■ **Task brief**
Format the lines below as a numbered list, dropping any blank lines and leaving the pictures out.
-- Start of Supplied records --
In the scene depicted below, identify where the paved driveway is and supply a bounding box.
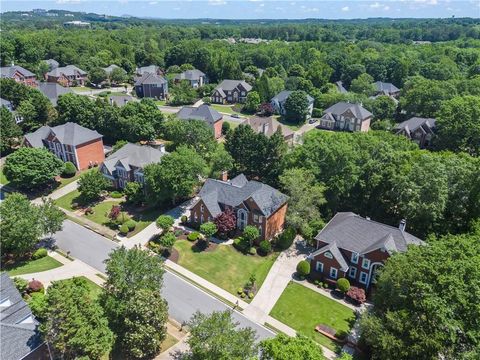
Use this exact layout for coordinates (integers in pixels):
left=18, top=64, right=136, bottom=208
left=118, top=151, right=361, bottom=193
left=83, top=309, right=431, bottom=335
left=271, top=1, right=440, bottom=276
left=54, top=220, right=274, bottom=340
-- End of Supplied records --
■ **Result below**
1. In the scene depicted below, identify where the paved driveway is and supply a bounding box.
2. Use this exact layout for coordinates (integers in pixels):
3. left=18, top=64, right=136, bottom=208
4. left=118, top=151, right=361, bottom=193
5. left=83, top=309, right=431, bottom=335
6. left=271, top=1, right=440, bottom=276
7. left=54, top=220, right=274, bottom=340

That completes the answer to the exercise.